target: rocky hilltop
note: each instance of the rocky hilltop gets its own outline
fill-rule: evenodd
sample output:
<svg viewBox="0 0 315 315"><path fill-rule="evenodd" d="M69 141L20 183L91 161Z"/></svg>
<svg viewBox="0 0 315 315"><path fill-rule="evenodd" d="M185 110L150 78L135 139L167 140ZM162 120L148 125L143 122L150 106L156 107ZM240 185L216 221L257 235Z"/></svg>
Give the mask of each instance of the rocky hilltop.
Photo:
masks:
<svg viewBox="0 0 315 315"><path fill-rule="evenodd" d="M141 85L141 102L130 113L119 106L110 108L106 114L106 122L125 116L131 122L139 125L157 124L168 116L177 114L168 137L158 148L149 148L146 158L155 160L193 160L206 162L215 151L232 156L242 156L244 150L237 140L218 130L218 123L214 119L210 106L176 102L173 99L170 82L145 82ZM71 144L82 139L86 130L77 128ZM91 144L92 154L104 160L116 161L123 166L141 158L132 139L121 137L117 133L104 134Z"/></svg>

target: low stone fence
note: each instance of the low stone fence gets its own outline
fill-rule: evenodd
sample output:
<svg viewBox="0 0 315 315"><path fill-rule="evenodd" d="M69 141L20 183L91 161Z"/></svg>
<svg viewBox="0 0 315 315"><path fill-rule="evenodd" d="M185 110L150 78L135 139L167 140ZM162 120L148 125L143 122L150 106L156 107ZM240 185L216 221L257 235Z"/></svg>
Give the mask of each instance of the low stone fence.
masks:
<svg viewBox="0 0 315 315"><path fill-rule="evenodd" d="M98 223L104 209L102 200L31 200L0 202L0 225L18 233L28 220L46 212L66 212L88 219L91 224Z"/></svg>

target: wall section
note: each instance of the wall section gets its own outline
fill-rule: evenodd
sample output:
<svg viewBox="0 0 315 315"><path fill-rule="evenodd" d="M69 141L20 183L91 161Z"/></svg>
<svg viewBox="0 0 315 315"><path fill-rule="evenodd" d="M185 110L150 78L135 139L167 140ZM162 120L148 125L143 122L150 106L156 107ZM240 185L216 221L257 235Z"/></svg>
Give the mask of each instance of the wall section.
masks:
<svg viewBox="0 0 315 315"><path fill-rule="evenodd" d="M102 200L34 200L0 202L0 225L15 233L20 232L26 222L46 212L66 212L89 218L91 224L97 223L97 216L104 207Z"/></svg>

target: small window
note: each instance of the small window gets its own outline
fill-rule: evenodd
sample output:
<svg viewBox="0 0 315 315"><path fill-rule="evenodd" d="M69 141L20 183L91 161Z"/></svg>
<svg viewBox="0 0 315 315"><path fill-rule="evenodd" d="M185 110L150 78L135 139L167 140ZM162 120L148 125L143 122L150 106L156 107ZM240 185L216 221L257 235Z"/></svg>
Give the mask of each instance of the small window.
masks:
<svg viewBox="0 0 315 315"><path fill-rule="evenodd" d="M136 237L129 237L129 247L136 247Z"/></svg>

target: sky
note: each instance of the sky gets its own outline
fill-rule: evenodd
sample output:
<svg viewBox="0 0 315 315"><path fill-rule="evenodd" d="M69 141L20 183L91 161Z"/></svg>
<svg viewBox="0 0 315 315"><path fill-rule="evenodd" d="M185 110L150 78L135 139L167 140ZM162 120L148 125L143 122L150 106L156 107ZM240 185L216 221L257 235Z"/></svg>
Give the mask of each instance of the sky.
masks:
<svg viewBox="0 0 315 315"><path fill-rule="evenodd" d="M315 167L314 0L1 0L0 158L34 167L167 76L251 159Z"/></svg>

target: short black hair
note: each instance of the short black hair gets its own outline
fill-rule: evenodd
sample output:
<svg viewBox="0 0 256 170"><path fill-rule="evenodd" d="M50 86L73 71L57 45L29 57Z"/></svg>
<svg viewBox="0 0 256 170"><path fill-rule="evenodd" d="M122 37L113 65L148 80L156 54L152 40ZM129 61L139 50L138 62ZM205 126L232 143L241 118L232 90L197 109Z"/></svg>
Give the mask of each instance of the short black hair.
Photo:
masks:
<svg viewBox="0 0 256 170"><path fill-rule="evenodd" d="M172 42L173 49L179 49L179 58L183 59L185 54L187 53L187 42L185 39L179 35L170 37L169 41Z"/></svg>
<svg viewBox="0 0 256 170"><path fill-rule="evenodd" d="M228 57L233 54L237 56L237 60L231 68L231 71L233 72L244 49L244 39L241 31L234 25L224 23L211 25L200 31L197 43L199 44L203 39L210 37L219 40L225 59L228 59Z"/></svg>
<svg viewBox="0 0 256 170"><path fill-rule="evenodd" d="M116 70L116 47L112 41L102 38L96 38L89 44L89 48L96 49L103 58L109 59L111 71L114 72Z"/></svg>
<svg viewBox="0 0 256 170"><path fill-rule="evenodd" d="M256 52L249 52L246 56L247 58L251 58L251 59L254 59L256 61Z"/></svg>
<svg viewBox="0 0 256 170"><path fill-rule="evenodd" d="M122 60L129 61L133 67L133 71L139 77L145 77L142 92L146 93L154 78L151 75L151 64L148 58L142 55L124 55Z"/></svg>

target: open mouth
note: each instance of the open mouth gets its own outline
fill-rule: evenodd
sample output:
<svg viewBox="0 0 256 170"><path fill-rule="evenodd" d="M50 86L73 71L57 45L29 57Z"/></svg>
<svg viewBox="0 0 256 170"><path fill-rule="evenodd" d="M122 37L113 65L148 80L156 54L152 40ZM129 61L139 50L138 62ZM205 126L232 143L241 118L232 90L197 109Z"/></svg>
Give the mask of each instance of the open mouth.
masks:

------------------------------------------------------------

▸ **EXERCISE BRIEF**:
Repeat the data above word for word, from its first line through the line that contains "223L104 209L102 200L31", with both of those lines included.

▸ **ANSWER TO THIS PROBLEM**:
target: rocky hilltop
note: each instance of the rocky hilltop gets its own outline
fill-rule: evenodd
sample output:
<svg viewBox="0 0 315 315"><path fill-rule="evenodd" d="M69 141L20 183L91 161Z"/></svg>
<svg viewBox="0 0 315 315"><path fill-rule="evenodd" d="M185 110L150 78L135 139L167 140ZM162 120L148 125L143 122L150 106L156 107ZM240 185L216 221L257 235Z"/></svg>
Give the mask of each instance of the rocky hilltop.
Photo:
masks:
<svg viewBox="0 0 315 315"><path fill-rule="evenodd" d="M141 85L141 102L130 113L119 106L110 108L106 114L106 122L125 116L131 122L139 125L157 124L168 116L177 114L168 137L158 148L149 148L146 158L155 160L193 160L206 162L215 151L232 156L242 156L244 150L237 140L218 130L218 123L214 119L210 106L176 102L173 99L170 82L145 82ZM71 144L82 139L86 130L77 128ZM91 144L92 154L104 160L116 161L123 166L141 158L132 139L121 137L117 133L104 134Z"/></svg>

target: low stone fence
note: each instance of the low stone fence gets its own outline
fill-rule: evenodd
sample output:
<svg viewBox="0 0 315 315"><path fill-rule="evenodd" d="M69 141L20 183L91 161Z"/></svg>
<svg viewBox="0 0 315 315"><path fill-rule="evenodd" d="M185 110L150 78L135 139L167 140ZM162 120L148 125L143 122L150 106L156 107ZM240 185L216 221L257 235Z"/></svg>
Give the mask of each instance of the low stone fence.
masks:
<svg viewBox="0 0 315 315"><path fill-rule="evenodd" d="M98 223L104 209L102 200L31 200L0 202L0 225L18 233L28 220L46 212L66 212L88 219L91 224Z"/></svg>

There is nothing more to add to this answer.